## DATA RECORDS

::::

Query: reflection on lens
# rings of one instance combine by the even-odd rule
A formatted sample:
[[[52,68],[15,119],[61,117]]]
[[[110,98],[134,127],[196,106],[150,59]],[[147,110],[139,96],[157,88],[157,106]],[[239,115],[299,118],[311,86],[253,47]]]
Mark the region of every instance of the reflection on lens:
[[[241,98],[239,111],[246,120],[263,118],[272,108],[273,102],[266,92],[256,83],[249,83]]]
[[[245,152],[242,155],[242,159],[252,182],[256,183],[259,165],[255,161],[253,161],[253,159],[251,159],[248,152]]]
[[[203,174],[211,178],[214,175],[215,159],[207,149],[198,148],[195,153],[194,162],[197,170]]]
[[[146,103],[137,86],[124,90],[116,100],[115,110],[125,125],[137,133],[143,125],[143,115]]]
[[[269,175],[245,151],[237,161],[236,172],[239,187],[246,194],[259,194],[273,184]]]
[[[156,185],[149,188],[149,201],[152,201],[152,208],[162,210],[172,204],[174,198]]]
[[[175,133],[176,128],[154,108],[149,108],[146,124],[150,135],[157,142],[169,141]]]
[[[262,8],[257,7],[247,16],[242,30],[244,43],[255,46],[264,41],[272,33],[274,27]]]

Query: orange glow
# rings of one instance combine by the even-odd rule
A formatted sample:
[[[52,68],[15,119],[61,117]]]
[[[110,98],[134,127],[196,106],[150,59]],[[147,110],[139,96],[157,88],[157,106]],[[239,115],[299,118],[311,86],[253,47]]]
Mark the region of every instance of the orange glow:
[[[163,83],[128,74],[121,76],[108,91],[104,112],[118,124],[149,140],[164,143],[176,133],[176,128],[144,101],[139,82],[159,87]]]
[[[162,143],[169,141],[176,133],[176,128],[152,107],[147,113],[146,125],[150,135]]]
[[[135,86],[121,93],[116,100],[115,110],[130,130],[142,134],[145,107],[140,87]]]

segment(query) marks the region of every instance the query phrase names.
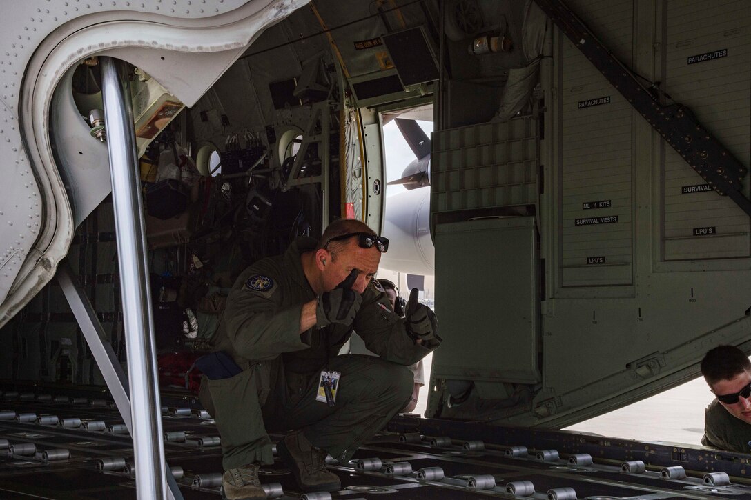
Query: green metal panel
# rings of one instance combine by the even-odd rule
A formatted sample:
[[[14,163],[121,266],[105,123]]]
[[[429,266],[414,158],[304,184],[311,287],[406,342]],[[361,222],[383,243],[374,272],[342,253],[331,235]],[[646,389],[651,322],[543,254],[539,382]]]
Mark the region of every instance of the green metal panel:
[[[532,217],[436,226],[433,377],[540,381],[535,235]]]

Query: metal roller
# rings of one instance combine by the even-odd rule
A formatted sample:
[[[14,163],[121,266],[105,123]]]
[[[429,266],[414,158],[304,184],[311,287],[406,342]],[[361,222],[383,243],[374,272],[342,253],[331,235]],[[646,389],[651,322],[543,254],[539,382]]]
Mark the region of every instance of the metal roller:
[[[710,486],[728,486],[730,477],[725,472],[710,472],[704,474],[704,483]]]
[[[100,471],[122,471],[125,468],[125,459],[120,456],[101,459],[96,468]]]
[[[303,493],[300,500],[331,500],[331,493],[327,491],[317,491],[312,493]]]
[[[279,483],[261,484],[261,487],[264,489],[267,498],[278,498],[284,495],[284,489],[282,489],[282,485]]]
[[[193,477],[193,486],[199,488],[213,488],[222,485],[222,473],[210,472]]]
[[[125,423],[115,423],[107,427],[107,432],[112,434],[128,434],[128,427]]]
[[[383,468],[383,464],[381,462],[381,459],[379,458],[360,459],[354,462],[354,470],[358,472],[380,471],[382,468]]]
[[[665,467],[659,471],[659,477],[662,479],[686,479],[686,469],[680,465]]]
[[[509,456],[526,456],[529,453],[526,446],[512,446],[506,450]]]
[[[537,459],[544,462],[553,462],[560,458],[557,450],[541,450],[537,452]]]
[[[399,442],[400,443],[419,443],[422,440],[420,432],[407,432],[399,435]]]
[[[81,419],[80,418],[64,418],[60,420],[60,425],[68,429],[78,429],[81,426]]]
[[[59,423],[57,415],[41,415],[37,418],[37,423],[41,426],[56,426]]]
[[[184,443],[185,441],[185,433],[184,431],[164,432],[164,441],[170,443]]]
[[[620,471],[627,474],[641,474],[645,471],[647,467],[641,460],[629,460],[620,465]]]
[[[547,500],[576,500],[573,488],[553,488],[547,490]]]
[[[418,471],[418,479],[421,481],[439,481],[445,477],[440,467],[425,467]]]
[[[37,453],[37,445],[34,443],[18,443],[9,446],[8,451],[11,455],[33,455]]]
[[[92,420],[90,422],[84,422],[83,424],[83,428],[87,431],[103,431],[107,428],[107,425],[104,424],[101,420]]]
[[[592,455],[590,453],[577,453],[569,457],[569,463],[572,465],[591,465]]]
[[[412,466],[407,462],[386,464],[386,474],[390,476],[409,476],[412,473]]]
[[[219,446],[222,444],[222,439],[216,435],[210,435],[204,438],[198,438],[198,442],[200,447],[207,446]]]
[[[506,485],[506,492],[517,496],[532,496],[535,494],[535,485],[532,481],[513,481]]]
[[[481,441],[467,441],[462,444],[462,447],[467,451],[482,451],[485,449],[485,443]]]
[[[493,489],[496,487],[496,478],[487,474],[470,476],[467,479],[467,487],[470,489]]]
[[[63,448],[59,450],[45,450],[42,452],[42,459],[45,462],[67,460],[69,458],[71,458],[71,451]]]

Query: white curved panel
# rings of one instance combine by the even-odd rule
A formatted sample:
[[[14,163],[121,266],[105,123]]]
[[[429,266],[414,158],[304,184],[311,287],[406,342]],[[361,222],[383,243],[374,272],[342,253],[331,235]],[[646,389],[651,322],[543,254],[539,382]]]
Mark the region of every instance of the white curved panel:
[[[430,188],[418,188],[386,198],[383,236],[388,252],[381,267],[391,271],[433,276],[436,248],[430,236]]]
[[[73,214],[49,135],[53,94],[65,73],[91,56],[112,55],[143,68],[192,104],[264,29],[306,3],[30,0],[4,5],[0,164],[6,175],[0,185],[0,325],[52,279],[72,239]],[[64,128],[68,118],[56,117],[58,126]],[[65,134],[72,140],[71,134],[80,132]],[[98,164],[102,145],[85,137],[77,140],[82,157],[77,161],[97,158]],[[71,161],[65,167],[75,166]],[[98,167],[108,168],[107,164]],[[91,167],[86,164],[83,170]],[[86,188],[95,190],[94,197],[104,198],[109,191],[103,178]]]

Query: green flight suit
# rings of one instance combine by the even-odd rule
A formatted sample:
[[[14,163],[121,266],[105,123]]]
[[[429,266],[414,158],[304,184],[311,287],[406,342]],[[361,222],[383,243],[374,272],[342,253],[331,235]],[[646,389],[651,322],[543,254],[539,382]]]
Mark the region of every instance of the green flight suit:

::::

## OBJECTIVE
Retype all of the data above line for line without altering any character, and leave the pictures out of your copy.

## THE REPLY
Query: reflection on lens
# rings of one instance combine by the even-odd rule
A formatted sample:
[[[52,68],[15,119],[61,117]]]
[[[110,98],[134,127],[196,106],[150,59]],[[147,110],[139,96],[157,88],[157,106]],[[239,115],[299,118],[311,86],[253,47]]]
Mark the region of every instance of the reflection on lens:
[[[241,98],[239,111],[246,120],[263,118],[272,108],[273,102],[266,92],[256,83],[249,83]]]
[[[245,152],[242,155],[242,159],[252,182],[256,183],[259,165],[255,161],[253,161],[253,159],[251,159],[248,152]]]
[[[203,174],[211,178],[214,175],[215,159],[207,149],[198,148],[195,153],[194,162],[197,170]]]
[[[146,103],[137,86],[124,90],[116,100],[115,110],[125,125],[137,133],[143,125],[143,115]]]
[[[269,175],[245,151],[237,161],[236,172],[239,187],[246,194],[259,194],[273,184]]]
[[[156,185],[149,188],[149,201],[152,201],[152,208],[162,210],[172,204],[174,198]]]
[[[175,133],[176,128],[154,108],[149,108],[146,124],[150,135],[157,142],[169,141]]]
[[[262,8],[257,7],[247,16],[242,30],[244,43],[255,46],[264,41],[272,33],[274,27]]]

Query: orange glow
# rings of one instance combine by the even-odd rule
A formatted sample:
[[[52,68],[15,119],[61,117]]]
[[[110,98],[134,127],[196,106],[150,59]],[[147,110],[139,96],[157,88],[157,106]],[[239,115],[299,118],[311,86],[253,47]]]
Mark the region of every instance of the orange glow:
[[[163,83],[128,74],[121,76],[108,91],[104,112],[118,124],[149,140],[164,143],[176,133],[176,128],[144,101],[139,82],[159,87]]]
[[[162,143],[169,141],[176,133],[176,128],[152,107],[147,113],[146,125],[150,135]]]
[[[135,86],[121,93],[116,100],[115,110],[130,130],[142,134],[145,107],[140,87]]]

segment(query) marks the region of every instance the query phrase names.
Query: green metal panel
# rings of one instance combine by the even-odd rule
A formatted sample:
[[[14,163],[121,266],[105,123]]]
[[[429,266],[414,158],[304,184],[311,287],[406,342]],[[361,222],[383,243],[374,272],[342,253],[331,235]],[[646,389],[651,322],[543,254],[539,382]]]
Mark the region of every instance of the green metal panel:
[[[532,217],[436,226],[433,377],[540,381],[535,235]]]

Query: metal roller
# rings of one instance combine by the even-odd rule
A formatted sample:
[[[14,163],[121,266],[105,123]]]
[[[429,266],[414,158],[304,184],[311,287],[406,342]],[[361,222],[383,243],[374,272],[342,253],[331,235]],[[646,389],[651,322],[543,254],[539,382]]]
Mark the region of every instance of the metal roller:
[[[710,486],[728,486],[730,477],[725,472],[710,472],[704,474],[704,483]]]
[[[100,471],[122,471],[125,468],[125,459],[120,456],[101,459],[96,468]]]
[[[303,493],[300,500],[331,500],[331,493],[327,491],[317,491],[312,493]]]
[[[279,483],[261,484],[261,487],[264,489],[267,498],[278,498],[284,495],[284,489],[282,489],[282,485]]]
[[[193,477],[193,486],[199,488],[213,488],[222,485],[222,473],[210,472]]]
[[[125,423],[115,423],[107,427],[107,432],[112,434],[128,434],[128,427]]]
[[[383,468],[383,464],[381,462],[381,459],[379,458],[360,459],[354,462],[354,470],[358,472],[380,471],[382,468]]]
[[[665,467],[659,471],[659,477],[662,479],[686,479],[686,469],[680,465]]]
[[[509,456],[526,456],[529,453],[526,446],[512,446],[506,450]]]
[[[537,459],[544,462],[553,462],[560,458],[557,450],[541,450],[537,452]]]
[[[399,442],[400,443],[419,443],[422,440],[420,432],[407,432],[399,435]]]
[[[81,419],[80,418],[64,418],[60,420],[60,425],[68,429],[78,429],[81,426]]]
[[[59,423],[57,415],[41,415],[37,418],[37,423],[41,426],[56,426]]]
[[[184,443],[185,441],[185,433],[184,431],[164,432],[164,441],[170,443]]]
[[[620,471],[627,474],[641,474],[645,471],[647,467],[641,460],[629,460],[620,465]]]
[[[547,500],[576,500],[573,488],[553,488],[547,490]]]
[[[418,471],[418,479],[421,481],[439,481],[445,477],[440,467],[425,467]]]
[[[37,453],[37,445],[34,443],[18,443],[9,446],[8,451],[11,455],[33,455]]]
[[[92,420],[90,422],[84,422],[83,424],[83,428],[87,431],[103,431],[107,428],[107,425],[104,424],[101,420]]]
[[[592,455],[590,453],[577,453],[569,457],[569,463],[572,465],[591,465]]]
[[[412,466],[407,462],[386,464],[386,474],[390,476],[409,476],[412,473]]]
[[[219,446],[222,444],[222,439],[216,435],[210,435],[204,438],[198,438],[198,442],[200,447],[207,446]]]
[[[506,485],[506,492],[517,496],[532,496],[535,494],[535,485],[532,481],[513,481]]]
[[[481,441],[467,441],[462,444],[462,447],[467,451],[482,451],[485,449],[485,443]]]
[[[493,489],[496,487],[496,478],[487,474],[470,476],[467,479],[467,487],[470,489]]]
[[[63,448],[59,450],[45,450],[42,452],[42,459],[45,462],[67,460],[69,458],[71,458],[71,451]]]

Query: white curved panel
# rings of one instance combine by the even-odd rule
A formatted sample:
[[[14,163],[121,266],[105,123]]]
[[[429,266],[414,158],[304,184],[311,287],[406,342]],[[361,222],[383,243],[374,272],[342,253],[331,235]],[[646,389],[651,322],[543,254],[539,382]]]
Mark the region of every instance of the white curved panel:
[[[430,188],[418,188],[386,198],[383,236],[388,252],[381,267],[391,271],[433,276],[436,248],[430,236]]]
[[[73,214],[49,135],[53,94],[65,73],[91,56],[112,55],[143,68],[192,104],[264,29],[306,3],[30,0],[4,5],[0,164],[6,175],[0,185],[0,325],[52,279],[72,239]],[[64,128],[68,118],[56,117],[58,126]],[[65,134],[72,140],[71,134],[80,132]],[[98,164],[102,145],[85,137],[77,140],[82,157],[77,161],[97,158]],[[71,161],[65,167],[75,166]],[[98,167],[108,168],[107,164]],[[91,167],[86,164],[83,170]],[[86,188],[95,190],[94,197],[104,198],[109,191],[103,178]]]

Query: green flight suit
# rings of one instance combine by the even-odd rule
A formatted sample:
[[[14,163],[121,266],[105,123]]]
[[[429,266],[414,158],[304,184],[311,287],[406,342]],[[361,222],[383,243],[374,272],[342,253],[331,235]],[[646,389],[651,322],[543,254],[539,382]]]
Mark the region of every instance of the green flight suit:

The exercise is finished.